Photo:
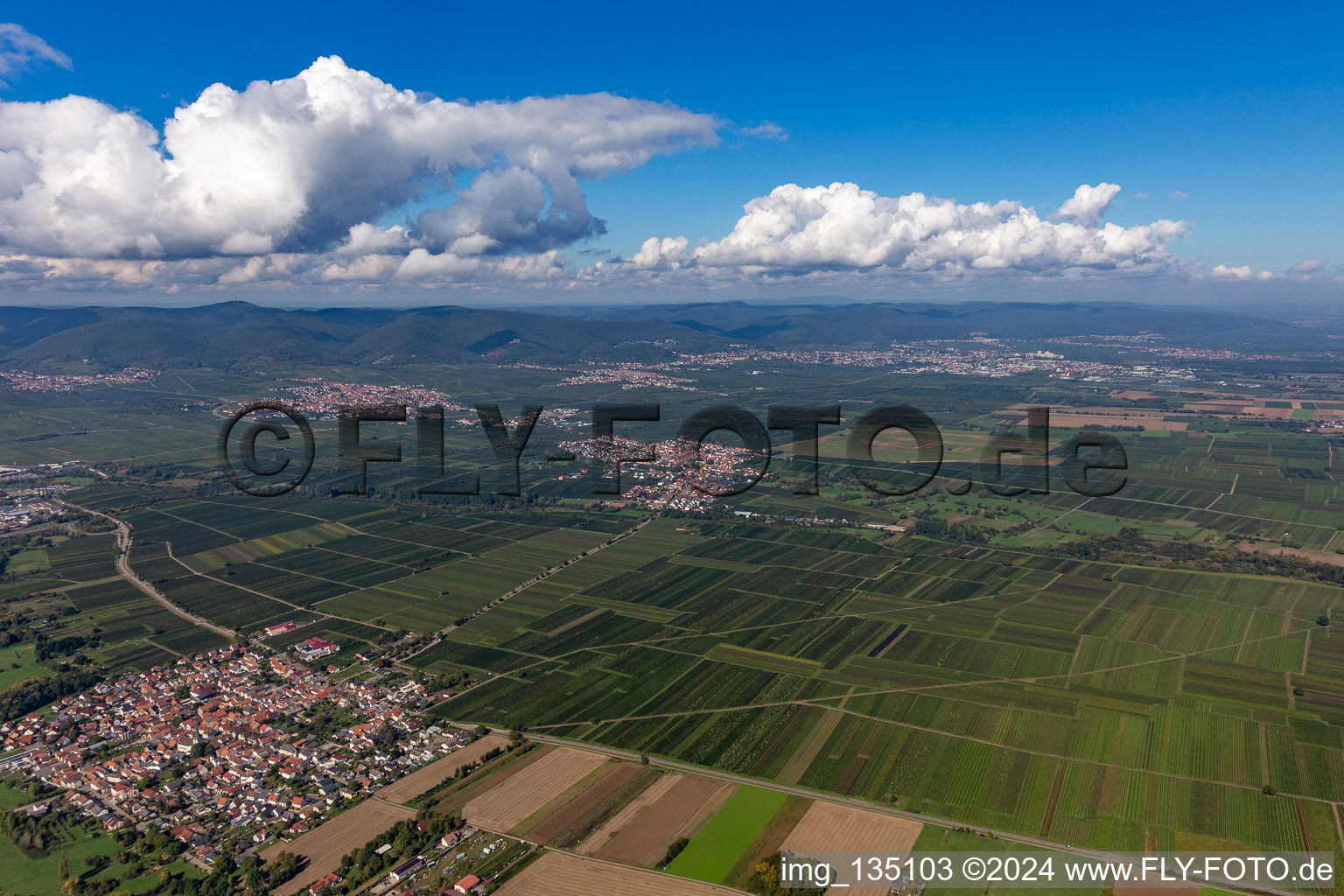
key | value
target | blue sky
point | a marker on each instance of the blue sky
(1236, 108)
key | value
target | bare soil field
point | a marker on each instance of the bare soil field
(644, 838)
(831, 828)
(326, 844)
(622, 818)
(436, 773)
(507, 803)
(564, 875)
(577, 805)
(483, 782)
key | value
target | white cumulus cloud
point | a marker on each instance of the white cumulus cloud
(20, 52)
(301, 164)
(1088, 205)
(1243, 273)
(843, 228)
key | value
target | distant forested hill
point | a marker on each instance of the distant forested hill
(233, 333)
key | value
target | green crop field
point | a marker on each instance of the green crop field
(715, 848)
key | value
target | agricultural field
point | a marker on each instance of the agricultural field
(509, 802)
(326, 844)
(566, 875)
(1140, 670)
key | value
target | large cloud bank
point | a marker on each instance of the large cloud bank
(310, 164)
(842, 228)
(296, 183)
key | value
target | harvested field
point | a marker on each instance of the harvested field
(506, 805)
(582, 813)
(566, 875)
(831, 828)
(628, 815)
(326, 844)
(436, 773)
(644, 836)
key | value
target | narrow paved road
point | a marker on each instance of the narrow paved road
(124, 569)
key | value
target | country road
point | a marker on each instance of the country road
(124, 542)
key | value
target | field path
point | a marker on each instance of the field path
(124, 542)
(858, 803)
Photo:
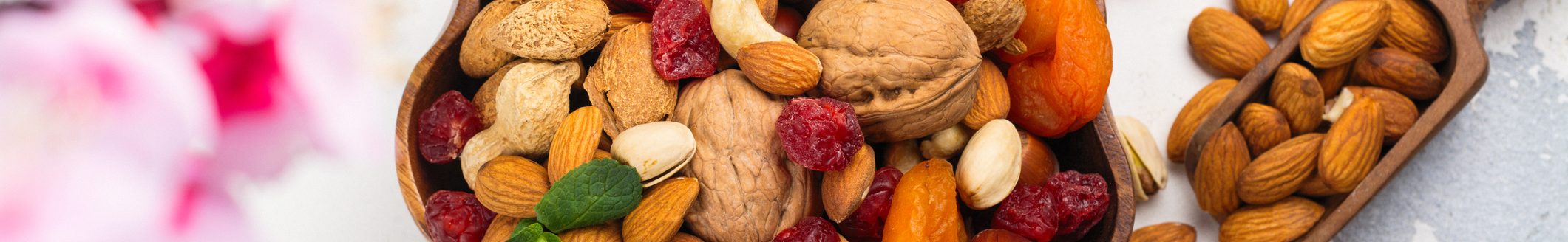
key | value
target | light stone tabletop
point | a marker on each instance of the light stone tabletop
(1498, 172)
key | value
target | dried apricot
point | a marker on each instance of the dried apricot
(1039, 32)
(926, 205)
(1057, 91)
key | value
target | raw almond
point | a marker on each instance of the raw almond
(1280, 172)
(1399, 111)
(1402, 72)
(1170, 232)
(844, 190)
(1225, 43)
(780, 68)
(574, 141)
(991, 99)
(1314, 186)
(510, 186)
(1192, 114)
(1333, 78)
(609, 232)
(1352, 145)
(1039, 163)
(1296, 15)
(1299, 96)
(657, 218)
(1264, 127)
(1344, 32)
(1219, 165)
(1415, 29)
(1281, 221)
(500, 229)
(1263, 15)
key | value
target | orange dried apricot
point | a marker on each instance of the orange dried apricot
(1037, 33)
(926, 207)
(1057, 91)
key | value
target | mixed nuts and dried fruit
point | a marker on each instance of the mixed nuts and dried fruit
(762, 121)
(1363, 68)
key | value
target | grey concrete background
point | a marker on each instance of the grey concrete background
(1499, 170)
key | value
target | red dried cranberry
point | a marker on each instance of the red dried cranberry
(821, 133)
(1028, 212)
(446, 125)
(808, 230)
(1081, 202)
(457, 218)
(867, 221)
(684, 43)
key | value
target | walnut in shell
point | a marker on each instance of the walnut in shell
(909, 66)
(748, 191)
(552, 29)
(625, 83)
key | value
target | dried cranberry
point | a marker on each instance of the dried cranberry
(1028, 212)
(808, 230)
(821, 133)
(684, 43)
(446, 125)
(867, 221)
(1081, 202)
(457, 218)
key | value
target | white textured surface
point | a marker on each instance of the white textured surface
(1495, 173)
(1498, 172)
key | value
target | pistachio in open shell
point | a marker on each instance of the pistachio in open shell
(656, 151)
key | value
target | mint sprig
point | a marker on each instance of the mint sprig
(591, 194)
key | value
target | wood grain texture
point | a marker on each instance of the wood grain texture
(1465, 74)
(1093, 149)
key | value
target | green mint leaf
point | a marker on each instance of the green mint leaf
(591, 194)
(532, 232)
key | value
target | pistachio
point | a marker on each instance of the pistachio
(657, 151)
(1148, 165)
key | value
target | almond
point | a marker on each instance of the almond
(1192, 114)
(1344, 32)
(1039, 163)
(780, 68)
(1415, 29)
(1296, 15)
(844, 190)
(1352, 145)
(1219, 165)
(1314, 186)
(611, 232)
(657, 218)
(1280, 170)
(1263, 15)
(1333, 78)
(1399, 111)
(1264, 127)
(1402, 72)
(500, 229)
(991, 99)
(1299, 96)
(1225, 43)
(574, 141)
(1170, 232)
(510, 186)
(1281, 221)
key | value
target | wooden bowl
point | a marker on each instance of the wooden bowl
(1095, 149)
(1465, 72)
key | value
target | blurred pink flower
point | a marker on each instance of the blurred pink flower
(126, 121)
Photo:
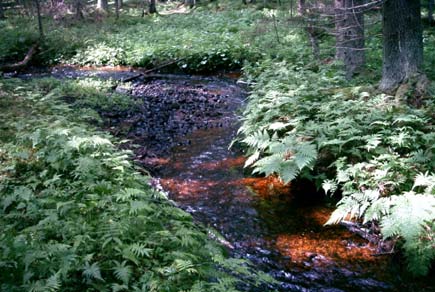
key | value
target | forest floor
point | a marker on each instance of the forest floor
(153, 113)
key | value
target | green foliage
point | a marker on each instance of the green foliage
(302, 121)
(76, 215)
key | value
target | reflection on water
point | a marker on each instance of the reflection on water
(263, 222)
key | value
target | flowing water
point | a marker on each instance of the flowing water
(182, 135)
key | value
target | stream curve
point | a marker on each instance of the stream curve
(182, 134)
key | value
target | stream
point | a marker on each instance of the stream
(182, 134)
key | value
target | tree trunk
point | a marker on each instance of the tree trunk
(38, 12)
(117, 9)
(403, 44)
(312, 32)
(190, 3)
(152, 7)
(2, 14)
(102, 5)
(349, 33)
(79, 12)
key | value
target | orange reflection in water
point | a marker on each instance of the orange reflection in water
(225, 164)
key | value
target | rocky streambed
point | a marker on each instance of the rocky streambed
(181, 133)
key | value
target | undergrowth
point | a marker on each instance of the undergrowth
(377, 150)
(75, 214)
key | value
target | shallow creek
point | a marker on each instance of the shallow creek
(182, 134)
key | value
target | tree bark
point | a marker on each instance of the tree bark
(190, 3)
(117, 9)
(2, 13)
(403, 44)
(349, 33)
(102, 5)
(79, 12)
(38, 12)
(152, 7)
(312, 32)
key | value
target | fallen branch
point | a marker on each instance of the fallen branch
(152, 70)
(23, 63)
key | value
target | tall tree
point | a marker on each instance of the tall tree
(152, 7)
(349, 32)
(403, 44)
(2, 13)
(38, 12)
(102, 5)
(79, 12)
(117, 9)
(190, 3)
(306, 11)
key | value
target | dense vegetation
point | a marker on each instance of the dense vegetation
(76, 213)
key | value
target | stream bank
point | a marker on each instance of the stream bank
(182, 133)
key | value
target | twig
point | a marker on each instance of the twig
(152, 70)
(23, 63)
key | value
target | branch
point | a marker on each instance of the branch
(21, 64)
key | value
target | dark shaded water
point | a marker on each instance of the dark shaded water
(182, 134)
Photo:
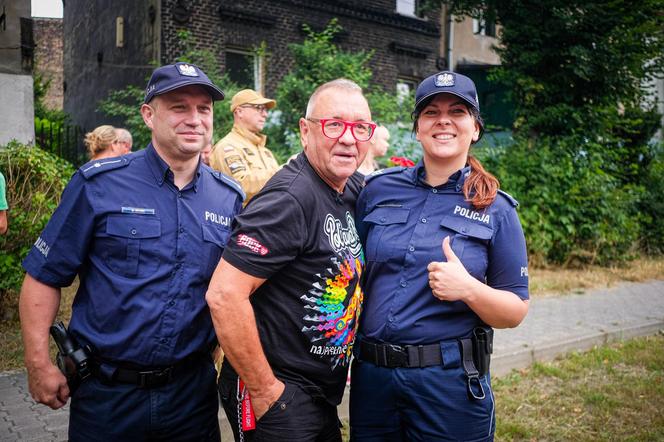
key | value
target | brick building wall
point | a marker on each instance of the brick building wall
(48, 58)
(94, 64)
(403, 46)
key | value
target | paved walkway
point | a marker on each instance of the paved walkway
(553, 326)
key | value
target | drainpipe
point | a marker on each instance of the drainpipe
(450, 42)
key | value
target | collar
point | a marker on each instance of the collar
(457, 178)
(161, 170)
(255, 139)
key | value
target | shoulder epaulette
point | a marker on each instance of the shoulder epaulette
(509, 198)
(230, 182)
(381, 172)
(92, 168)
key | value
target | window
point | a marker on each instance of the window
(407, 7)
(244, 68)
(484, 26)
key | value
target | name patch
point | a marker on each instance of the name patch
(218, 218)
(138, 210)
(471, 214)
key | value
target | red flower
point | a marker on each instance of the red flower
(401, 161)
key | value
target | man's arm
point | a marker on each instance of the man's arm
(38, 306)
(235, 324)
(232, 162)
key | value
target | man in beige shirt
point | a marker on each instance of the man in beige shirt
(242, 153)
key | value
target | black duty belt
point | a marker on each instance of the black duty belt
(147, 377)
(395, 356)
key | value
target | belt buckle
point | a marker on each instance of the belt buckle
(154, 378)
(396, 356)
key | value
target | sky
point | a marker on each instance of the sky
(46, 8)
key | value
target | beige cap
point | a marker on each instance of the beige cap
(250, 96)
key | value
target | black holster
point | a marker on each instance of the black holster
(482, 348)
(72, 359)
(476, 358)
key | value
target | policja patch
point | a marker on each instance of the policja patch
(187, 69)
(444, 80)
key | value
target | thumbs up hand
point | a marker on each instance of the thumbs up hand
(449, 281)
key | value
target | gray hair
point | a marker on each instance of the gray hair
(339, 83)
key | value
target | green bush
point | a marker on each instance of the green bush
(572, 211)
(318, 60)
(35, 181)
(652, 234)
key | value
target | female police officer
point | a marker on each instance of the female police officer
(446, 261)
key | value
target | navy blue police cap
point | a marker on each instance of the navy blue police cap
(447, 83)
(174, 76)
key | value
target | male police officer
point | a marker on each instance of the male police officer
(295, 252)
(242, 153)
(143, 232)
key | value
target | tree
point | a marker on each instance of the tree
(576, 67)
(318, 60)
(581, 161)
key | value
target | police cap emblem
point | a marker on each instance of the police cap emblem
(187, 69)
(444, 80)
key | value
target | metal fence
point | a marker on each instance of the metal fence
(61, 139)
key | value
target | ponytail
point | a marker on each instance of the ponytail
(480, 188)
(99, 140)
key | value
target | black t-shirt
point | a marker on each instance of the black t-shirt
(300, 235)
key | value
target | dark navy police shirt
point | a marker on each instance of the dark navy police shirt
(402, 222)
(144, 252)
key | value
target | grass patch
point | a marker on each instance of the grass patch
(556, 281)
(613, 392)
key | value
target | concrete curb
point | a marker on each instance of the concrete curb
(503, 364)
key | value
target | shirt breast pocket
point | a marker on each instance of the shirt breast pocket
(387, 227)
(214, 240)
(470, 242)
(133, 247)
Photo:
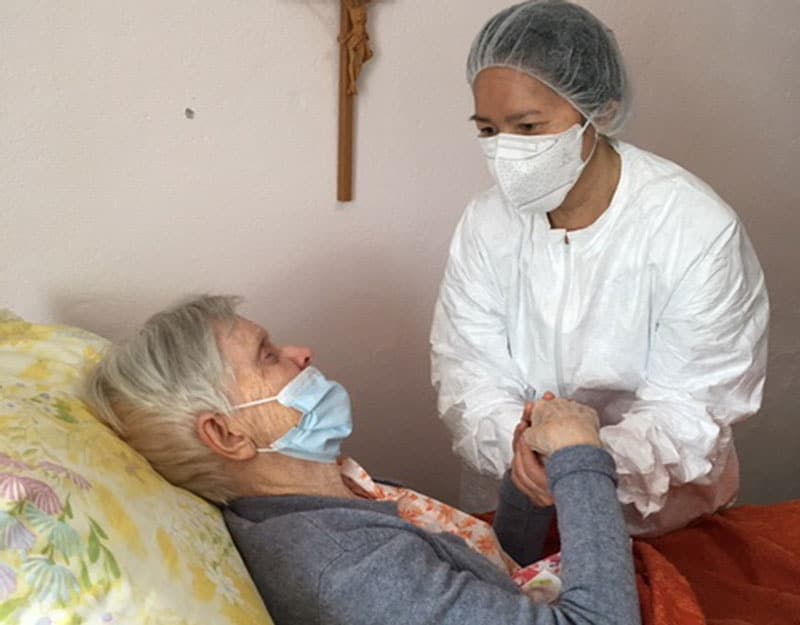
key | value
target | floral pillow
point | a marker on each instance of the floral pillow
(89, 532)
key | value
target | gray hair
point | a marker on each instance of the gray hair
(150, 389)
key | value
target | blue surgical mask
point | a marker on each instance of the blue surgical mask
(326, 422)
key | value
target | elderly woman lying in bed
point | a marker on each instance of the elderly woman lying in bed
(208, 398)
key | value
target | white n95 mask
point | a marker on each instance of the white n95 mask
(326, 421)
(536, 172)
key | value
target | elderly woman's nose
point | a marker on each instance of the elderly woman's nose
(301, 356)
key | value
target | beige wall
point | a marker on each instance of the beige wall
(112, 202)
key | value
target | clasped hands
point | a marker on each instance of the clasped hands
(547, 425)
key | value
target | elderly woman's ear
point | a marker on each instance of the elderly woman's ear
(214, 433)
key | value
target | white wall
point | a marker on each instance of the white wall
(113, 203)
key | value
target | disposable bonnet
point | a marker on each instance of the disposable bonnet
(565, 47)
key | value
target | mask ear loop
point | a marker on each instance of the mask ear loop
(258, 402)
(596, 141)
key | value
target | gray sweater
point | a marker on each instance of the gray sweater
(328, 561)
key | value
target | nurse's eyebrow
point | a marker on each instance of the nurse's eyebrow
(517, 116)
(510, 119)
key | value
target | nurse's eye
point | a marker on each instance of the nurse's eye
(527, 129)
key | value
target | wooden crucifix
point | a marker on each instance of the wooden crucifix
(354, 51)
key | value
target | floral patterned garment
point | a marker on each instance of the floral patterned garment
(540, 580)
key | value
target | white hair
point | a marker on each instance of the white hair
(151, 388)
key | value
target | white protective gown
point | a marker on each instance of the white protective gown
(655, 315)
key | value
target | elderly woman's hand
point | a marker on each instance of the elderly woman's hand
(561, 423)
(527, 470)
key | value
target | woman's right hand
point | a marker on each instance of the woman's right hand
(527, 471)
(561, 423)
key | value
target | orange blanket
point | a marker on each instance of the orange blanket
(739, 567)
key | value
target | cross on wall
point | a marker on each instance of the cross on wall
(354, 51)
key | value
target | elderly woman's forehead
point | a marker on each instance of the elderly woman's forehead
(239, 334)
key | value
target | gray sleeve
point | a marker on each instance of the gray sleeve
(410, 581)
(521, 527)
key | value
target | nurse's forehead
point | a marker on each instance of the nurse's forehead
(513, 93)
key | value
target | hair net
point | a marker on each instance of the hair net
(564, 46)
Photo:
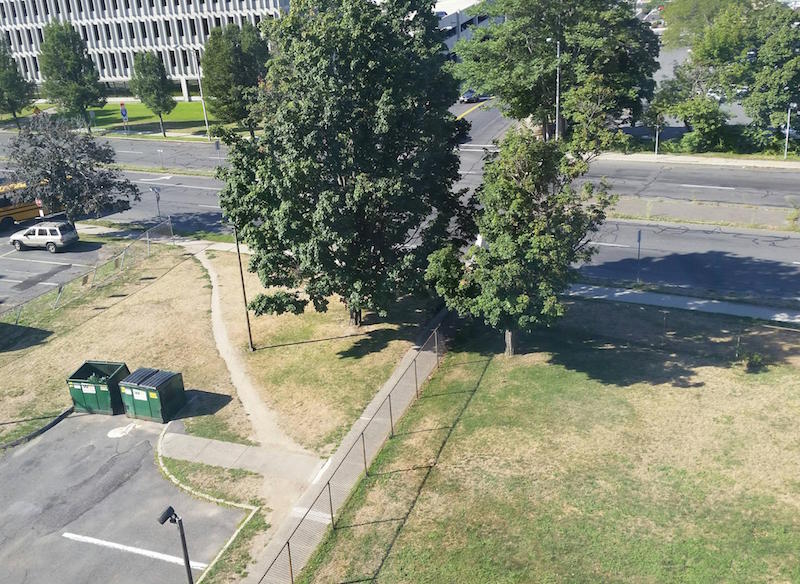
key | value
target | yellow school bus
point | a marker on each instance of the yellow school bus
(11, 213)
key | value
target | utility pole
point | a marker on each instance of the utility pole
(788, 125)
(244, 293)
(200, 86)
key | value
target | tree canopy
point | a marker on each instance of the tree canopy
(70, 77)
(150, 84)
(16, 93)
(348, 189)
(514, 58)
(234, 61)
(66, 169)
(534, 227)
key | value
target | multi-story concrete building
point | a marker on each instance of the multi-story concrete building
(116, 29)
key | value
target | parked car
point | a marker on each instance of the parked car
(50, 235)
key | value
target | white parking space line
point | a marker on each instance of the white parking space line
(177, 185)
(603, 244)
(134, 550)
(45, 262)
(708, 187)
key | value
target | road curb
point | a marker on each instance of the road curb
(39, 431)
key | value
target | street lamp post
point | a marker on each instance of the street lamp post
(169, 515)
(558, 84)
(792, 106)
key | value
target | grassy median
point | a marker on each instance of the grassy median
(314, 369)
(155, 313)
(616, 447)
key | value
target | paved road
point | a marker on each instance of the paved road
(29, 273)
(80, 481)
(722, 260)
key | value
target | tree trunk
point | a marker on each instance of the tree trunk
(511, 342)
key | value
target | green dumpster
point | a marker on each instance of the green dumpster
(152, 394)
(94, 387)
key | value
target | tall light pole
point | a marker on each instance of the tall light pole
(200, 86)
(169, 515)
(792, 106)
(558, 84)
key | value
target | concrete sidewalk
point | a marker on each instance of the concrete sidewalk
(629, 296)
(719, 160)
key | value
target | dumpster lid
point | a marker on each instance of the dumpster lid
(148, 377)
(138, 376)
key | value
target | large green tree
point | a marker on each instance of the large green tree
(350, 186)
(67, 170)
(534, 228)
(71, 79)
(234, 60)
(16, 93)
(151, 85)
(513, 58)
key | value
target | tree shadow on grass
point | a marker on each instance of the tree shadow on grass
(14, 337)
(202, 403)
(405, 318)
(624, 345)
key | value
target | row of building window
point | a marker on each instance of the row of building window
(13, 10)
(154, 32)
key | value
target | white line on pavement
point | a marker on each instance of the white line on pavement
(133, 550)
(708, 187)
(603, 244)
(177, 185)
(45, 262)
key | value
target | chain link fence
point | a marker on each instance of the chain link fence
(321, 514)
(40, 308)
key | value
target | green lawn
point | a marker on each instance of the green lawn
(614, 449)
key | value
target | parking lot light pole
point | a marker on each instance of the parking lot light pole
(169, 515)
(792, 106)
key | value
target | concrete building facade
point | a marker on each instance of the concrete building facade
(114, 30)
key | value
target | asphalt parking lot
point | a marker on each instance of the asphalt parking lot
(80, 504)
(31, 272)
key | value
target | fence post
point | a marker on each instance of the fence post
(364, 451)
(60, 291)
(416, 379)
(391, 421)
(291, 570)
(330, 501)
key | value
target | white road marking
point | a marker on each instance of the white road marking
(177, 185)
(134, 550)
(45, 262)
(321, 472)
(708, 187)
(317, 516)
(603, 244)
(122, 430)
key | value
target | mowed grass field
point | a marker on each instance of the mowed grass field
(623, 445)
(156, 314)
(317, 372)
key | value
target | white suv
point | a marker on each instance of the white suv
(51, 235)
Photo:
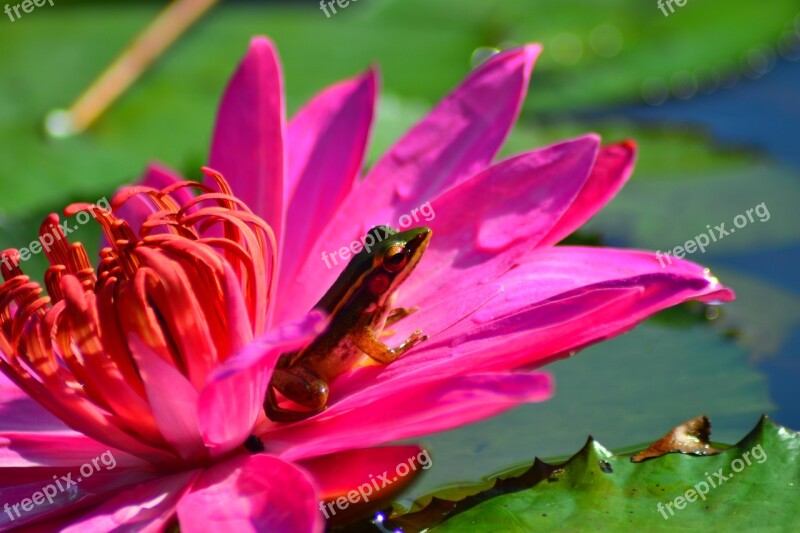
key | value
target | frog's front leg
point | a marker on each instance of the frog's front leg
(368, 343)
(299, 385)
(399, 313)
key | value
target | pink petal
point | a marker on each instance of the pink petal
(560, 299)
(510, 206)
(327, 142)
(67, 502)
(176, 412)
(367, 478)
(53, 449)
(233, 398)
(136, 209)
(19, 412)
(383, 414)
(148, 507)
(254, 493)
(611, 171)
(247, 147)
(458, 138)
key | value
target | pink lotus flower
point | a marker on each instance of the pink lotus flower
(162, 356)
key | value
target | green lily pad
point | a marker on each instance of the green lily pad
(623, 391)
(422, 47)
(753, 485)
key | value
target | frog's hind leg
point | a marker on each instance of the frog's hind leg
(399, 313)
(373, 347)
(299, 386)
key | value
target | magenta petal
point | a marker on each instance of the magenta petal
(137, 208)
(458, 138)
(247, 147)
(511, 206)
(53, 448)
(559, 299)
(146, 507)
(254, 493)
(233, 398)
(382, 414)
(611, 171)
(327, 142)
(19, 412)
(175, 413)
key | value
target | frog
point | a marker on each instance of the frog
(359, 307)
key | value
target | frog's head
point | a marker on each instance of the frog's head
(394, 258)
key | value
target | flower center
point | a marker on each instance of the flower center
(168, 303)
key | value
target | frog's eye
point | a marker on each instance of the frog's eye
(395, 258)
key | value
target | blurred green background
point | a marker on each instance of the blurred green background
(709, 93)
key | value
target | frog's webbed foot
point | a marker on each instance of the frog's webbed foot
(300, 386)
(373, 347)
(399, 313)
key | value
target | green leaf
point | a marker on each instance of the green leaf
::::
● **Work order**: For this exercise, transcribe exactly the part of the records above that opens with the line containing "point | a marker on each instance of the orange dried" and closes with the one containing "target | forest floor". Pictures are not part of the copy.

● **Exercise answer**:
point | a marker on each instance of the orange dried apricot
(1037, 33)
(926, 207)
(1057, 91)
key | value
target | mixed nuts and dried fruit
point | a marker on each instance of the mixed nuts and dried fruit
(762, 121)
(1363, 68)
key | value
target | grey concrete background
point | a marker on each instance of the grey concrete background
(1499, 170)
key | value
target | red dried cranberry
point | a marker on each instance of the red dried cranberry
(821, 133)
(1028, 212)
(446, 125)
(808, 230)
(1081, 202)
(457, 218)
(867, 221)
(684, 43)
key | value
target | walnut in shell
point | a marker on each instance of the walnut in shell
(909, 66)
(748, 191)
(552, 29)
(625, 83)
key | value
target | dried cranberry
point | a marker on each instance of the dried cranberry
(1028, 212)
(808, 230)
(821, 133)
(684, 43)
(446, 125)
(867, 221)
(1081, 202)
(457, 218)
key | value
target | white textured surface
point | a marker on each instance of the white textured surface
(1495, 173)
(1498, 172)
key | value
target | pistachio in open shell
point | a marker on each instance of the pistachio in open shell
(656, 151)
key | value
target | mint sprig
point | a marker on each instance of the mint sprig
(591, 194)
key | value
target | wood grain texture
point | a marker on each instance of the wood grain texture
(1465, 74)
(1093, 149)
key | value
target | green mint leaf
point | a marker on each instance of the green mint leaf
(591, 194)
(532, 232)
key | value
target | pistachio
point | a marker on each instance of the pistachio
(657, 151)
(1148, 165)
key | value
target | almond
point | a marker on each instance of the almond
(1192, 114)
(1344, 32)
(1039, 163)
(780, 68)
(1415, 29)
(1296, 15)
(844, 190)
(1352, 145)
(1219, 165)
(1314, 186)
(611, 232)
(657, 218)
(1280, 170)
(1263, 15)
(1333, 78)
(1399, 111)
(1264, 127)
(1402, 72)
(500, 229)
(991, 99)
(1299, 96)
(1225, 43)
(574, 141)
(1170, 232)
(510, 186)
(1281, 221)
key | value
target | wooden bowl
point | a marker on each instance of the wooden bowl
(1095, 149)
(1465, 72)
key | value
target | blurred pink flower
point | a marker on each instance of the blurred pink flower
(126, 121)
Photo:
key | value
target | forest floor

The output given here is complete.